— GIVEN EXERCISE 1 —
From the passage on the "Get it Minuted" campaign, reproduce word for word the part that begins at the words "The Campaign for" and stops after the words "matters at meetings.".

— PASSAGE GIVEN —
◇ ◇ ◇ ◇

The Campaign for Freedom of Information in Scotland (CFoIS) is launching a ‘Get it Minuted’ Campaign and is calling on people and organisations to ask and insist that there are agendas, notes and minutes for any meetings with the Scottish Government. The two actions which can be taken up by the public across Scotland as well as organisations, staff members, volunteers, those who govern and those who manage, are:

  • People and organisations should ask and insist that there are agendas, notes and minutes for any meetings they participate in with the Scottish Government. This will help organisations too as it stops them going around in circles repeatedly discussing the same matters at meetings.
  • Add your voice to the call that all meetings must be minuted or a ‘note’ taken. By changing culture and practice, recording discussions and decisions at all meetings will be understood as an obligation of good government which cannot be ignored.

The Campaign is launched in response to concerns that the Scottish Government is undermining transparency and accountability by failing to issue agendas and take notes and minutes of meetings with a range of external parties. Organisations that have already signed up to the Campaign include UNISON Scotland and the Scottish Council on Deafness.

◇ ◇ ◇ ◇

— GIVEN EXERCISE 2 —
In the entries below, list each line containing the string "shaggy", matching case exactly.

◇ ◇ ◇ ◇

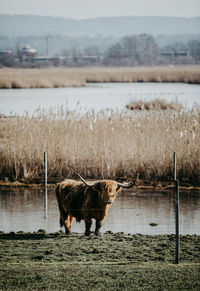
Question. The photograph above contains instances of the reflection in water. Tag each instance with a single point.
(26, 209)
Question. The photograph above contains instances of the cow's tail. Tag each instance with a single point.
(62, 211)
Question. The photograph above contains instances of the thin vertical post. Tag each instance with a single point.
(45, 169)
(45, 186)
(174, 166)
(177, 221)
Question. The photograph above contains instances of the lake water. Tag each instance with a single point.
(132, 212)
(96, 96)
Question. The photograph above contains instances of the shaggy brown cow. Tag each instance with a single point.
(85, 201)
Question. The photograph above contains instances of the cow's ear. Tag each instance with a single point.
(97, 186)
(118, 187)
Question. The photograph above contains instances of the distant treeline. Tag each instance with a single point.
(133, 50)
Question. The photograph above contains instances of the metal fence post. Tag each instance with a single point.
(177, 221)
(45, 185)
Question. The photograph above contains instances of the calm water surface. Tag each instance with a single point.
(96, 96)
(132, 212)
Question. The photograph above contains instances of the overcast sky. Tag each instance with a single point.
(98, 8)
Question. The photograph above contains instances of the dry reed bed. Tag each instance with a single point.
(157, 105)
(66, 77)
(101, 145)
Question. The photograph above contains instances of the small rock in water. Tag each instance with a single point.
(153, 224)
(42, 231)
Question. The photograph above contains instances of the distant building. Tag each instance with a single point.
(5, 54)
(26, 53)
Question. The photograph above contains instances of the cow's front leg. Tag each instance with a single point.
(98, 226)
(68, 224)
(88, 223)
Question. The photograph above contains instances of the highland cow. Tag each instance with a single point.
(85, 201)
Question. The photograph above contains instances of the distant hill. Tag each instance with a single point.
(24, 25)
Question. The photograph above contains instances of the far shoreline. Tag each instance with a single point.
(62, 77)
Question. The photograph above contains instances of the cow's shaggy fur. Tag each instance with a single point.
(83, 201)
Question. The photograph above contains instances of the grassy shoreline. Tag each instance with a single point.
(113, 261)
(78, 77)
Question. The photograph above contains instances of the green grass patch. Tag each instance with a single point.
(113, 261)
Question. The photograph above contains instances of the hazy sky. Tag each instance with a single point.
(99, 8)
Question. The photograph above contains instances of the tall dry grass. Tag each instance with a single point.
(101, 145)
(63, 77)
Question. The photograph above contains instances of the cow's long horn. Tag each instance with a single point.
(129, 185)
(83, 180)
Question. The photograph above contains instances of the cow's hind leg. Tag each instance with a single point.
(88, 223)
(98, 226)
(68, 224)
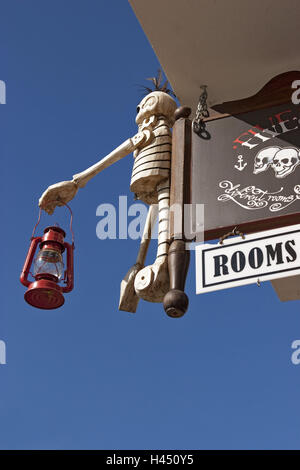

◇ ◇ ◇ ◇

— ANSWER 1 —
The Campaign for Freedom of Information in Scotland (CFoIS) is launching a ‘Get it Minuted’ Campaign and is calling on people and organisations to ask and insist that there are agendas, notes and minutes for any meetings with the Scottish Government. The two actions which can be taken up by the public across Scotland as well as organisations, staff members, volunteers, those who govern and those who manage, are:

  • People and organisations should ask and insist that there are agendas, notes and minutes for any meetings they participate in with the Scottish Government. This will help organisations too as it stops them going around in circles repeatedly discussing the same matters at meetings.

— ANSWER 2 —
Question. The photograph above contains instances of the shaggy brown cow. Tag each instance with a single point.
Question. The photograph above contains instances of the cow's shaggy fur. Tag each instance with a single point.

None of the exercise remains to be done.